*WRITTEN TASK*.
Can you render every line below as a JSON list of strings, with one string per line, leaving out blank lines and the pictures?

··· RECORDS FOR THIS EXERCISE

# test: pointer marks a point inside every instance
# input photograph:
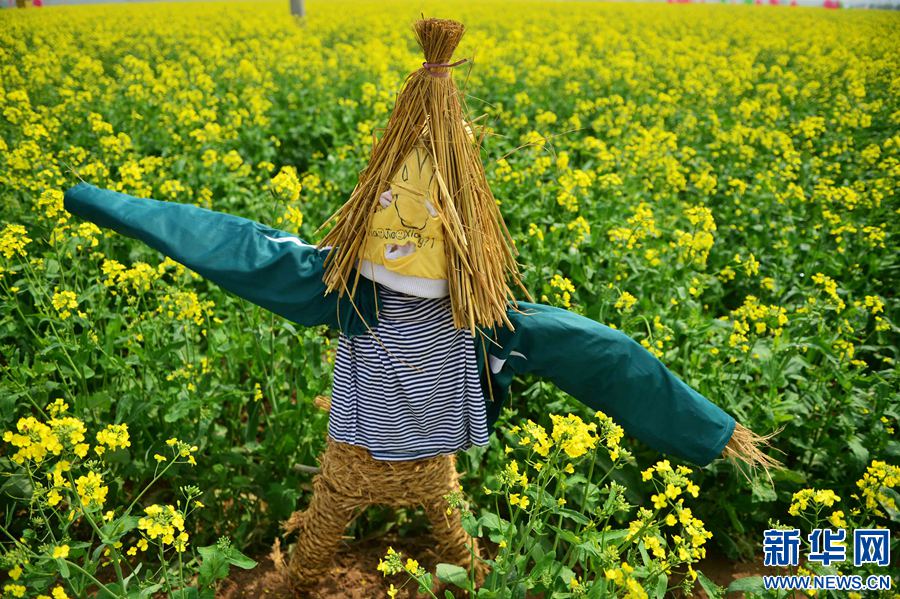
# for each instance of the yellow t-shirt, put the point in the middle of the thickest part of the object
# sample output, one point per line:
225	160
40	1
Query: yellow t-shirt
405	243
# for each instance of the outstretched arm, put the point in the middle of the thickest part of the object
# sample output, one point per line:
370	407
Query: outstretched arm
266	266
607	370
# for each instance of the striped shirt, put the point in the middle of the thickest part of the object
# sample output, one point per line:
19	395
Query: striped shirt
417	393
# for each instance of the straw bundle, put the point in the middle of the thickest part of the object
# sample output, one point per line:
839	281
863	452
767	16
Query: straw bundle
479	249
746	447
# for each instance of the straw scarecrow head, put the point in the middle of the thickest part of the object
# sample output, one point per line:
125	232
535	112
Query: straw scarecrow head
422	218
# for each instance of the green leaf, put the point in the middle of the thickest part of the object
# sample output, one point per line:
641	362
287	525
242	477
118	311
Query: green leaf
858	450
453	574
236	558
214	565
662	586
713	590
573	515
748	584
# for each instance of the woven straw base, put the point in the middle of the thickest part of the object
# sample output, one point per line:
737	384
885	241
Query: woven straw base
350	480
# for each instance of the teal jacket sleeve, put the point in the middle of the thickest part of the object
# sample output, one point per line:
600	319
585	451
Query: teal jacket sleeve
266	266
607	370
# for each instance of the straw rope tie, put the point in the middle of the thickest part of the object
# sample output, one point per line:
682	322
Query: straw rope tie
442	65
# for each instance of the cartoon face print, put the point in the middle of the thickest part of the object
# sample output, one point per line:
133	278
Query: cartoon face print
412	189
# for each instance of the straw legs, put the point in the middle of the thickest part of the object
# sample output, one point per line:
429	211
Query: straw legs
349	481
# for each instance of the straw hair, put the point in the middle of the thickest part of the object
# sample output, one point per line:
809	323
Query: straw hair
479	249
746	447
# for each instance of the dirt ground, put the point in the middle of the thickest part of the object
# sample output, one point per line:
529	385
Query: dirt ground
354	575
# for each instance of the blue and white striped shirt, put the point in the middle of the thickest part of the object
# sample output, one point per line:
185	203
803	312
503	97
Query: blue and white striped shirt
417	393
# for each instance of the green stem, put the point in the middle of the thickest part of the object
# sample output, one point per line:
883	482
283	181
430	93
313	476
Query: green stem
91	577
165	569
115	554
150	484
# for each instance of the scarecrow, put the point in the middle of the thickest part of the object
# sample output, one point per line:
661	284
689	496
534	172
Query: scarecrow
417	275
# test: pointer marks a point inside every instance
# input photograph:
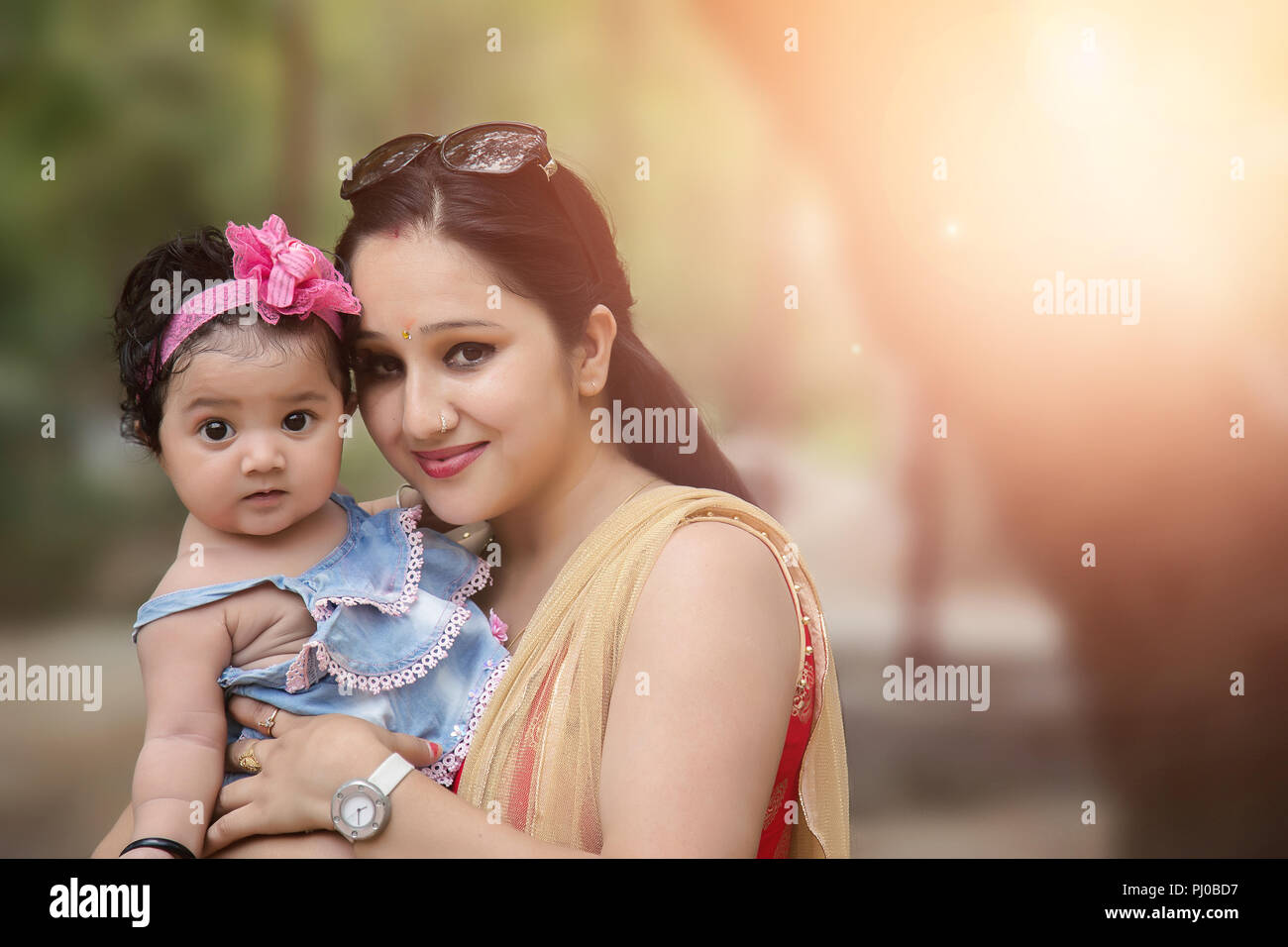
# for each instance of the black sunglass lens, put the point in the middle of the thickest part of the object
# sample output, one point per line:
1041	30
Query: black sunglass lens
494	150
387	158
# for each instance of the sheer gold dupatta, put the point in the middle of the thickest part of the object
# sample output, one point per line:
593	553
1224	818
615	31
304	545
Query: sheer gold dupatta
537	748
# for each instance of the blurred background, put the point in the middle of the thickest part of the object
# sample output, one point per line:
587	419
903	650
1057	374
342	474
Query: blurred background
913	170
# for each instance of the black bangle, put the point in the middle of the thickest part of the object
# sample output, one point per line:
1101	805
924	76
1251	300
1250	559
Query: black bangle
163	844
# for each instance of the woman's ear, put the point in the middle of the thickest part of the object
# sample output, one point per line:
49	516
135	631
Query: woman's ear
596	351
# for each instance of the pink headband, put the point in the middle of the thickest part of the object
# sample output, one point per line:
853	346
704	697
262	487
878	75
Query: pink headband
282	275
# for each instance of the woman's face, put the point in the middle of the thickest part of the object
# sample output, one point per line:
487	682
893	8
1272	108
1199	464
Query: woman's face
438	335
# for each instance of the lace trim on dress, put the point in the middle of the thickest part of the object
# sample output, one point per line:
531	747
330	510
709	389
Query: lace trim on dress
314	659
351	681
443	771
323	607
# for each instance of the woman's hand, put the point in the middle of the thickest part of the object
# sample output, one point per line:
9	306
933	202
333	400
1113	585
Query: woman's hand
303	764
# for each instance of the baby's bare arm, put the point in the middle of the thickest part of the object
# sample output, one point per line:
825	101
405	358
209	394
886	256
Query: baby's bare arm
181	763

······

*OUTPUT FOR THIS TASK*.
[
  "# test: pointer marks a point inside every instance",
  "# input photograph:",
  "# for each instance of the yellow t-shirt, put the point in the middle of the thickest part of the object",
  "# sample output, one point per line:",
  "225\t160",
  "40\t1",
  "Query: yellow t-shirt",
  "405\t243",
  "# for each instance of the outstretched arm, put the point in the middle of the thickest part of the object",
  "# sample output, one point per line:",
  "370\t407",
  "Query: outstretched arm",
  "266\t266",
  "607\t370",
  "# for each instance of the striped shirt, put the point in the middle of the thickest part of the object",
  "# sample output, one point per line:",
  "19\t395",
  "Query: striped shirt",
  "417\t393",
  "# for each instance of the straw bundle, put the point in the middle of the thickest part of the object",
  "# sample output, one point per line:",
  "839\t281",
  "863\t452",
  "767\t16",
  "Query: straw bundle",
  "479\t249",
  "746\t447",
  "# for each instance of the straw scarecrow head, put the point in the middle of the thickest part of the object",
  "# sample output, one point per line:",
  "125\t232",
  "535\t112",
  "Query: straw scarecrow head",
  "422\t218",
  "# for each instance of the green leaf, put the point in the middle of the thickest part of the object",
  "# sample output, one point per line:",
  "641\t362",
  "287\t525",
  "242\t477",
  "118\t311",
  "Query: green leaf",
  "858\t450",
  "453\t574",
  "236\t558",
  "214\t565",
  "662\t586",
  "713\t590",
  "573\t515",
  "748\t584",
  "# for each instance of the woven straw base, put the point in the middle of the thickest part of the object",
  "# sample output, one point per line:",
  "737\t384",
  "885\t241",
  "Query: woven straw base",
  "350\t480",
  "# for each instance of the teal jacket sleeve, put the point in the middle of the thickest part of the object",
  "# sample output, one point per line:",
  "600\t319",
  "585\t451",
  "Query: teal jacket sleeve",
  "266\t266",
  "607\t370",
  "# for each instance of the straw rope tie, put the point in the middle of the thickest part of the object",
  "# sample output, one point per line:",
  "682\t322",
  "Query: straw rope tie",
  "442\t65",
  "# for each instance of the cartoon face print, put the point in the middle of the thickest part of the object",
  "# sample output, one point per line:",
  "133\t278",
  "Query: cartoon face print",
  "412\t189",
  "# for each instance of the straw legs, put the point in the middle of the thickest part of the object",
  "# sample output, one point per line:",
  "429\t211",
  "Query: straw legs",
  "349\t481",
  "# for each instance of the straw hair, put the point in the middle of the thickest part of the object",
  "# sample output, one point per line:",
  "809\t323",
  "Query: straw hair",
  "479\t249",
  "746\t447",
  "# for each instance of the dirt ground, put the point in the middle of the thickest part of the object",
  "# sample output, one point per line:",
  "529\t385",
  "Query: dirt ground",
  "354\t575",
  "# for each instance of the blue and white striped shirt, put the point in the middle of the thickest part of the object",
  "# sample output, one point per line:",
  "185\t203",
  "803\t312",
  "503\t97",
  "Query: blue and white striped shirt",
  "417\t393",
  "# for each instance of the green stem, put the point in the middle of the thickest part of the object",
  "# sample output, one point per line:",
  "883\t482",
  "283\t181",
  "430\t93",
  "313\t476",
  "Query: green stem",
  "91\t577",
  "165\t569",
  "115\t554",
  "150\t484",
  "# for each instance of the scarecrow, put the point in the middle of the thickest part of the object",
  "# sample output, one point per line:",
  "661\t284",
  "689\t496",
  "534\t172",
  "Query: scarecrow",
  "417\t275",
  "# test: pointer marks a point inside every instance",
  "# input photograph:",
  "# for each instance of the black sunglass lens, put the point in the middle of the thickest part of the object",
  "# sample output, one point per line:",
  "1041\t30",
  "Query: black sunglass lens",
  "494\t150",
  "387\t158",
  "# for each instance of the sheer gold dupatta, put the point in the middle of the thickest part of the object",
  "# sample output, one point per line:",
  "593\t553",
  "1224\t818",
  "615\t31",
  "304\t545",
  "Query: sheer gold dupatta",
  "537\t748",
  "# for each instance of the blurred background, put the point in the middle of the thickest part of the object",
  "# sample output, one point per line:",
  "587\t419",
  "903\t650",
  "1057\t374",
  "342\t474",
  "Query: blurred background",
  "913\t170",
  "# for each instance of the black bangle, put the point in the middle of the thickest part of the object",
  "# sample output, one point per line:",
  "1101\t805",
  "924\t76",
  "1251\t300",
  "1250\t559",
  "Query: black bangle",
  "163\t844",
  "# for each instance of the woman's ear, put the point in the middle of the thickest part of the object",
  "# sample output, one point per line:",
  "49\t516",
  "135\t631",
  "Query: woman's ear",
  "596\t351",
  "# for each instance of the pink headband, put the point in the middle of the thickest part of the object",
  "# sample output, one point per line:",
  "853\t346",
  "704\t697",
  "262\t487",
  "878\t75",
  "Query: pink headband",
  "282\t275",
  "# for each instance of the woman's face, put the point in the middle of the thickest part of the object",
  "# sample output, one point per line:",
  "487\t682",
  "893\t8",
  "1272\t108",
  "1199\t464",
  "Query: woman's face",
  "438\t335",
  "# for each instance of the lace trim on dress, put the point in the middle of the thickest part of the object",
  "# sample output, one point per line:",
  "531\t747",
  "330\t510",
  "709\t389",
  "Query: lace trim on dress",
  "314\t659",
  "351\t681",
  "443\t771",
  "323\t607",
  "# for each instance of the woman's hand, put the point in the middle of the thickest part of the object",
  "# sample output, one point per line:",
  "9\t306",
  "933\t202",
  "333\t400",
  "1113\t585",
  "Query: woman's hand",
  "303\t764",
  "# for each instance of the baby's bare arm, put the point in the middle of the thickest part of the object",
  "# sample output, one point per line:",
  "825\t101",
  "405\t358",
  "209\t394",
  "886\t256",
  "Query: baby's bare arm",
  "181\t763"
]